Everything in the listing below should be written out again exactly, except the pictures.

[Opening ENTRIES SUPPLIED section]

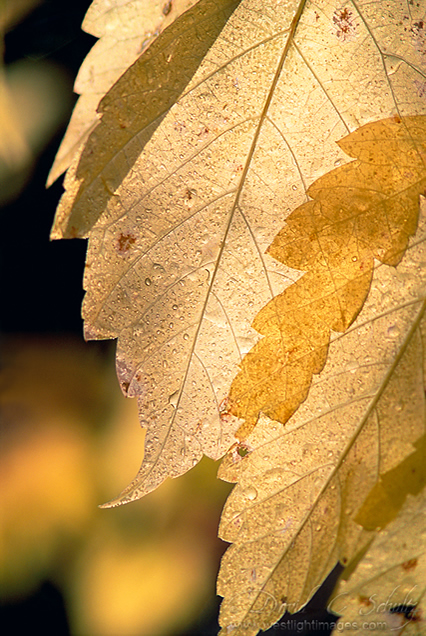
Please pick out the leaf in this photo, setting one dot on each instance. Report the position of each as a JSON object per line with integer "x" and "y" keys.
{"x": 303, "y": 348}
{"x": 364, "y": 210}
{"x": 298, "y": 506}
{"x": 125, "y": 31}
{"x": 185, "y": 181}
{"x": 388, "y": 586}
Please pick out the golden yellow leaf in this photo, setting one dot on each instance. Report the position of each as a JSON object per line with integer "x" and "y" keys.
{"x": 387, "y": 590}
{"x": 359, "y": 212}
{"x": 124, "y": 30}
{"x": 298, "y": 506}
{"x": 204, "y": 147}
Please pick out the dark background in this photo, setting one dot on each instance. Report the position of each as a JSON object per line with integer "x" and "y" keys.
{"x": 42, "y": 290}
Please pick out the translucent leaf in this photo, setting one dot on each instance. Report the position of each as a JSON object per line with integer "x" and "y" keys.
{"x": 388, "y": 586}
{"x": 204, "y": 147}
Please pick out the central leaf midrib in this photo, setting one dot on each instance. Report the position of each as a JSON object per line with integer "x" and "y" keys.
{"x": 250, "y": 154}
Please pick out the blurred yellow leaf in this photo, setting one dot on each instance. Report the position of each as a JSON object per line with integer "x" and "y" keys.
{"x": 299, "y": 352}
{"x": 125, "y": 30}
{"x": 388, "y": 586}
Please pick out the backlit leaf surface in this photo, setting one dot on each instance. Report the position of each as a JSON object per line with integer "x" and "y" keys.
{"x": 388, "y": 586}
{"x": 125, "y": 30}
{"x": 251, "y": 199}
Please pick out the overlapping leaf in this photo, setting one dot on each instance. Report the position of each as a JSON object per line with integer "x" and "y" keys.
{"x": 204, "y": 147}
{"x": 125, "y": 30}
{"x": 300, "y": 503}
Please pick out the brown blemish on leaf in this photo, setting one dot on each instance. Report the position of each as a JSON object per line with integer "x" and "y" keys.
{"x": 364, "y": 600}
{"x": 409, "y": 565}
{"x": 364, "y": 210}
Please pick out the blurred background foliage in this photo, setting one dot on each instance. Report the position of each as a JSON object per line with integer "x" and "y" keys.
{"x": 69, "y": 440}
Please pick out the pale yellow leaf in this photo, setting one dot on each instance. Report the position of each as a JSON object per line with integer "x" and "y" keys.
{"x": 298, "y": 506}
{"x": 205, "y": 146}
{"x": 125, "y": 28}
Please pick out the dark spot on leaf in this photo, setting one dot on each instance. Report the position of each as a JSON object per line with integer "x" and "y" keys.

[Closing ENTRIES SUPPLIED section]

EXERCISE OUTPUT:
Please pick out the leaf in this photo, setting one dot on each instance. Report the position of each as a JSON object per line with integer "x" and "y" keys.
{"x": 303, "y": 348}
{"x": 364, "y": 210}
{"x": 298, "y": 506}
{"x": 125, "y": 31}
{"x": 185, "y": 181}
{"x": 388, "y": 586}
Please pick out the golden yellow leaf in this photo, setting one dot on each instance. Report the position of each as a JSON object per line with integer "x" and "y" keys.
{"x": 387, "y": 590}
{"x": 359, "y": 212}
{"x": 124, "y": 30}
{"x": 298, "y": 506}
{"x": 204, "y": 147}
Please pick out the dark background in this photo, setting one dot on each instance. Report the position of each as a JSON object per line with integer "x" and "y" keys.
{"x": 42, "y": 290}
Please pick out the translucent leaf in this photo, setting one dot on each instance. Report the position of each as a JSON object per line with integer "x" and "y" keys.
{"x": 388, "y": 586}
{"x": 204, "y": 147}
Please pick out the central leaf midrib in this photo, setting one dot on each instance. Report the position of each as a JSON object per line with integer "x" and "y" keys.
{"x": 250, "y": 154}
Please pick out the blurred yellow leaf in this photo, setting one dot on each instance. Report the position of each as a JSON object per line with integer "x" and "y" keys.
{"x": 299, "y": 352}
{"x": 125, "y": 30}
{"x": 388, "y": 586}
Please pick out the backlit leaf surface in this photo, setting one dot on each instance. Report the position of each as a JSON object per line with integer "x" and "y" keys.
{"x": 388, "y": 586}
{"x": 125, "y": 30}
{"x": 251, "y": 199}
Please pick out the overlapping leaf in this photo, setting one dot on each instance. Report the position of each as a JSON object per line with integer "x" and "y" keys.
{"x": 204, "y": 147}
{"x": 125, "y": 30}
{"x": 300, "y": 503}
Please pick out the brown blemish on leaf in this photo, setting one dot on each instance. Report the position of each as a JSON object per line with integer "x" and "y" keys.
{"x": 364, "y": 600}
{"x": 409, "y": 565}
{"x": 364, "y": 210}
Please pick out the blurred background foliage in this photo, setting one dot on each instance. Report the position of each as a JSON object per line with integer "x" and "y" keys.
{"x": 69, "y": 440}
Please pick out the pale yellow leaf in this photo, setting one dot on each instance. Report the position of each as a JSON object per line with integer "x" and "y" keys.
{"x": 298, "y": 506}
{"x": 205, "y": 146}
{"x": 125, "y": 28}
Please pick out the dark spot on leaf in this photo, setting one dot on each instance. Report the position of each as a JSON object per line with integer "x" and "y" keys.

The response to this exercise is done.